▸ **GOAL OF THE EXERCISE**:
Nothing but an exact repetition of the listing should be returned.

▸ **EXCERPTED DATA**:

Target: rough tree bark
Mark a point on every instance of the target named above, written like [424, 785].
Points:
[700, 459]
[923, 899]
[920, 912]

▸ **RESULT FOR THIS TASK**:
Target: rough tree bark
Mark a point on every instance of the target named above, written like [424, 785].
Points:
[700, 459]
[923, 899]
[920, 912]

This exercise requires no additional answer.